# EXERCISE DESCRIPTION:
Print the line containing "Locate the horizon", then every line after it through the end of the material, exactly as written and without pictures.

# INPUT:
====================

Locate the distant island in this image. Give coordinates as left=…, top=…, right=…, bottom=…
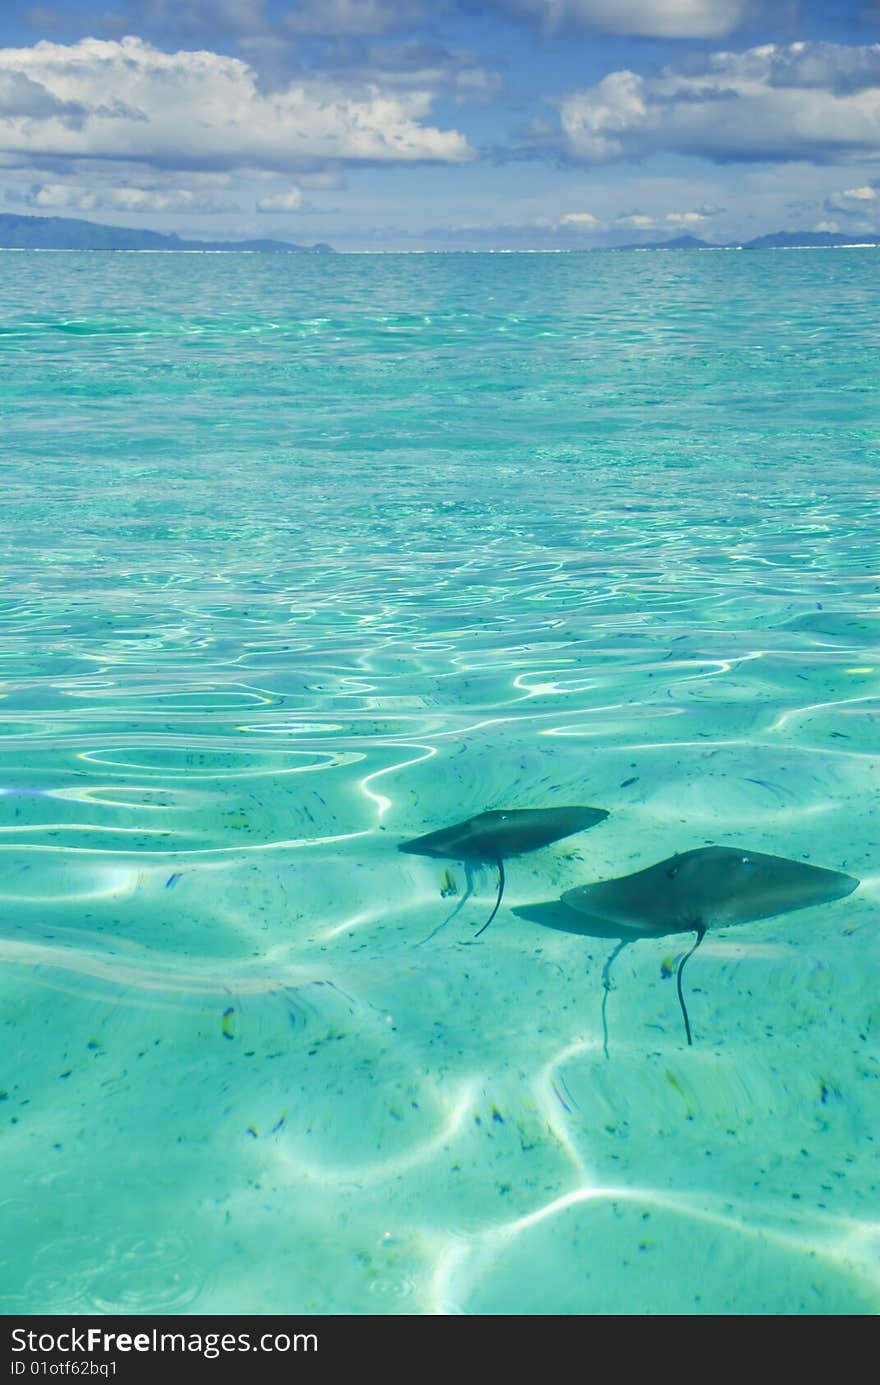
left=610, top=230, right=880, bottom=252
left=0, top=213, right=333, bottom=253
left=0, top=212, right=877, bottom=253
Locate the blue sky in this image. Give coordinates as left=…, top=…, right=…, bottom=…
left=0, top=1, right=878, bottom=247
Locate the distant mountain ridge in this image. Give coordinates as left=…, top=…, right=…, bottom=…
left=611, top=229, right=880, bottom=251
left=0, top=211, right=877, bottom=253
left=0, top=213, right=333, bottom=252
left=738, top=230, right=880, bottom=249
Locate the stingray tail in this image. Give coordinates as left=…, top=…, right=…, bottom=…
left=473, top=860, right=505, bottom=938
left=676, top=923, right=706, bottom=1047
left=416, top=863, right=475, bottom=945
left=600, top=938, right=629, bottom=1061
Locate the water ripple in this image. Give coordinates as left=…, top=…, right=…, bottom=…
left=2, top=249, right=879, bottom=1314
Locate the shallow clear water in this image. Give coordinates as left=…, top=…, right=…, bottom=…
left=1, top=248, right=878, bottom=1315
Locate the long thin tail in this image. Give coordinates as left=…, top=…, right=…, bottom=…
left=676, top=924, right=706, bottom=1046
left=416, top=863, right=474, bottom=945
left=473, top=860, right=505, bottom=938
left=600, top=938, right=630, bottom=1060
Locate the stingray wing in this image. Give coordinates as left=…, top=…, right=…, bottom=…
left=399, top=805, right=609, bottom=863
left=561, top=845, right=859, bottom=935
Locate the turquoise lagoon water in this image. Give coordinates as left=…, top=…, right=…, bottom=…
left=1, top=248, right=878, bottom=1316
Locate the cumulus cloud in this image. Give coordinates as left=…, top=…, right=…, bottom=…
left=469, top=0, right=748, bottom=39
left=826, top=182, right=878, bottom=211
left=0, top=67, right=86, bottom=120
left=410, top=205, right=718, bottom=245
left=0, top=36, right=473, bottom=173
left=822, top=181, right=879, bottom=229
left=12, top=182, right=97, bottom=211
left=8, top=180, right=237, bottom=213
left=255, top=188, right=303, bottom=212
left=527, top=209, right=709, bottom=235
left=559, top=210, right=599, bottom=226
left=615, top=209, right=709, bottom=229
left=559, top=42, right=880, bottom=165
left=664, top=209, right=709, bottom=224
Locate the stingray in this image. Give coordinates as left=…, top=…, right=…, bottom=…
left=399, top=805, right=609, bottom=941
left=516, top=846, right=859, bottom=1050
left=557, top=846, right=859, bottom=1046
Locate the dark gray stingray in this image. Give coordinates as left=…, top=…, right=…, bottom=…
left=520, top=846, right=859, bottom=1047
left=399, top=805, right=609, bottom=941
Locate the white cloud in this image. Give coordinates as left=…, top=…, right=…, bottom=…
left=0, top=36, right=473, bottom=173
left=614, top=208, right=708, bottom=230
left=556, top=207, right=707, bottom=233
left=481, top=0, right=747, bottom=39
left=256, top=188, right=303, bottom=212
left=101, top=185, right=230, bottom=212
left=824, top=181, right=879, bottom=222
left=829, top=183, right=877, bottom=204
left=13, top=181, right=236, bottom=213
left=559, top=42, right=880, bottom=166
left=0, top=67, right=82, bottom=118
left=27, top=183, right=98, bottom=211
left=559, top=210, right=599, bottom=226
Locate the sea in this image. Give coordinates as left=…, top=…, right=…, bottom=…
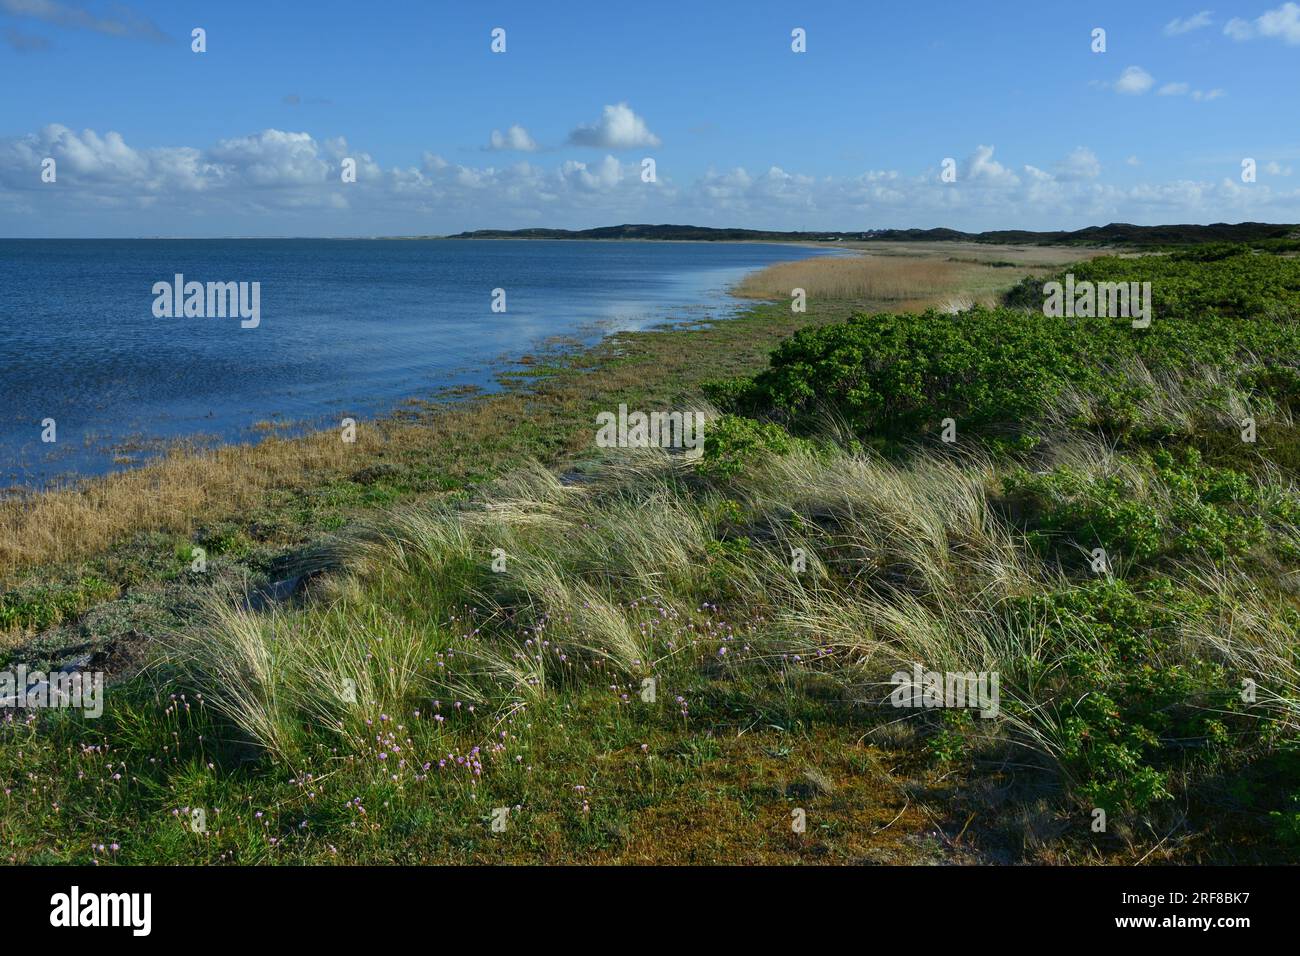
left=0, top=238, right=829, bottom=487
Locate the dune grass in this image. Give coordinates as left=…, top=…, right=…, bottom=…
left=734, top=255, right=970, bottom=302
left=733, top=241, right=1100, bottom=309
left=6, top=241, right=1300, bottom=864
left=8, top=426, right=1296, bottom=863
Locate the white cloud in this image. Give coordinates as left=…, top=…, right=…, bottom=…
left=1156, top=82, right=1224, bottom=100
left=0, top=124, right=208, bottom=192
left=1164, top=11, right=1214, bottom=35
left=965, top=145, right=1019, bottom=186
left=567, top=103, right=661, bottom=150
left=486, top=124, right=538, bottom=152
left=1114, top=66, right=1155, bottom=94
left=1256, top=1, right=1300, bottom=42
left=1224, top=17, right=1255, bottom=39
left=1054, top=147, right=1101, bottom=181
left=1225, top=3, right=1300, bottom=43
left=1126, top=155, right=1141, bottom=166
left=559, top=155, right=624, bottom=191
left=0, top=125, right=384, bottom=205
left=206, top=129, right=333, bottom=186
left=8, top=127, right=1300, bottom=235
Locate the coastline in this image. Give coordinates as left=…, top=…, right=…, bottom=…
left=6, top=238, right=1297, bottom=866
left=0, top=241, right=1048, bottom=657
left=0, top=248, right=842, bottom=642
left=1, top=238, right=833, bottom=492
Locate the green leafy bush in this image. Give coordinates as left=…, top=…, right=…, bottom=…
left=700, top=376, right=759, bottom=413
left=724, top=250, right=1300, bottom=444
left=700, top=414, right=802, bottom=478
left=1004, top=448, right=1293, bottom=568
left=1012, top=579, right=1230, bottom=812
left=1006, top=246, right=1300, bottom=323
left=749, top=306, right=1090, bottom=437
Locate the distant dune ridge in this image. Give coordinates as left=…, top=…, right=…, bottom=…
left=445, top=221, right=1300, bottom=246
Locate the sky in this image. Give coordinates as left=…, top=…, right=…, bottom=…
left=1, top=0, right=1298, bottom=236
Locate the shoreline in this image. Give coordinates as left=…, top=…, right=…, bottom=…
left=7, top=239, right=1295, bottom=866
left=0, top=240, right=1059, bottom=644
left=3, top=242, right=831, bottom=495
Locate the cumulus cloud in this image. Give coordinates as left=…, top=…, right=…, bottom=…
left=965, top=145, right=1019, bottom=186
left=567, top=103, right=661, bottom=150
left=486, top=124, right=539, bottom=152
left=1225, top=3, right=1300, bottom=43
left=1054, top=147, right=1102, bottom=181
left=0, top=125, right=386, bottom=210
left=206, top=130, right=334, bottom=186
left=1114, top=66, right=1156, bottom=94
left=1164, top=11, right=1214, bottom=35
left=0, top=124, right=202, bottom=191
left=6, top=126, right=1300, bottom=235
left=559, top=155, right=624, bottom=190
left=0, top=0, right=168, bottom=41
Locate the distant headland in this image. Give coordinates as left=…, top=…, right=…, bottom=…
left=436, top=221, right=1300, bottom=247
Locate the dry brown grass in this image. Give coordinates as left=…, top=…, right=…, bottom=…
left=735, top=241, right=1110, bottom=306
left=735, top=255, right=967, bottom=301
left=841, top=240, right=1101, bottom=268
left=0, top=425, right=393, bottom=575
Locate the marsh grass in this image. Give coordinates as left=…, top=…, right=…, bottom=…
left=733, top=241, right=1102, bottom=306
left=6, top=243, right=1300, bottom=865
left=152, top=427, right=1297, bottom=840
left=734, top=255, right=973, bottom=302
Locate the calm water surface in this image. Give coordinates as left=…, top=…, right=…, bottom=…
left=0, top=239, right=828, bottom=487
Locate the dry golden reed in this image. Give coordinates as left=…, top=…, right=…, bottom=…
left=734, top=255, right=967, bottom=301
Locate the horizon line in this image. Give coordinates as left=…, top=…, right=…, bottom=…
left=3, top=219, right=1296, bottom=242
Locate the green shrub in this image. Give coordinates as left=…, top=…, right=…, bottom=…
left=742, top=307, right=1086, bottom=439
left=700, top=376, right=759, bottom=413
left=196, top=525, right=254, bottom=559
left=730, top=250, right=1300, bottom=444
left=1004, top=449, right=1291, bottom=569
left=700, top=414, right=802, bottom=478
left=1012, top=579, right=1229, bottom=812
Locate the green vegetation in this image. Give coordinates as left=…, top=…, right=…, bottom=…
left=4, top=243, right=1300, bottom=864
left=697, top=243, right=1300, bottom=840
left=713, top=247, right=1300, bottom=452
left=1004, top=448, right=1300, bottom=567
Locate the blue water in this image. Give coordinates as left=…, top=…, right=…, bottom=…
left=0, top=239, right=827, bottom=488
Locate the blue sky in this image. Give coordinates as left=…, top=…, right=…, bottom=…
left=2, top=0, right=1298, bottom=236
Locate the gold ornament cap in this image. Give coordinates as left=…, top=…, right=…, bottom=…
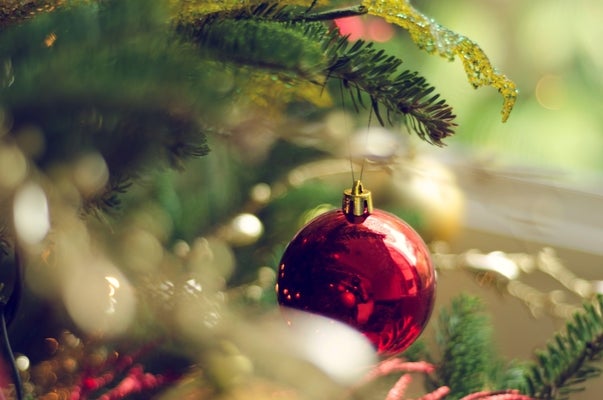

====================

# RESULT OF THE EXERCISE:
Locate the horizon line in this image. Give coordinates as left=…, top=…, right=…, bottom=…
left=3, top=219, right=1296, bottom=242
Locate the green shrub in this image. Give coordinates as left=…, top=…, right=…, bottom=…
left=742, top=307, right=1086, bottom=439
left=700, top=376, right=759, bottom=413
left=196, top=525, right=254, bottom=559
left=730, top=250, right=1300, bottom=444
left=1004, top=449, right=1291, bottom=569
left=700, top=414, right=802, bottom=478
left=1012, top=579, right=1229, bottom=812
Locate the green vegetation in this image. Give coordinates as left=…, top=…, right=…, bottom=…
left=4, top=243, right=1300, bottom=864
left=697, top=243, right=1300, bottom=840
left=713, top=247, right=1300, bottom=452
left=1004, top=448, right=1300, bottom=567
Locate the blue water in this image. Give coordinates as left=…, top=…, right=…, bottom=…
left=0, top=239, right=827, bottom=488
Locate the blue sky in this image. Give coordinates as left=…, top=…, right=…, bottom=…
left=2, top=0, right=1298, bottom=236
Locate the gold ornament cap in this image. Give coordinates as left=…, top=…, right=…, bottom=…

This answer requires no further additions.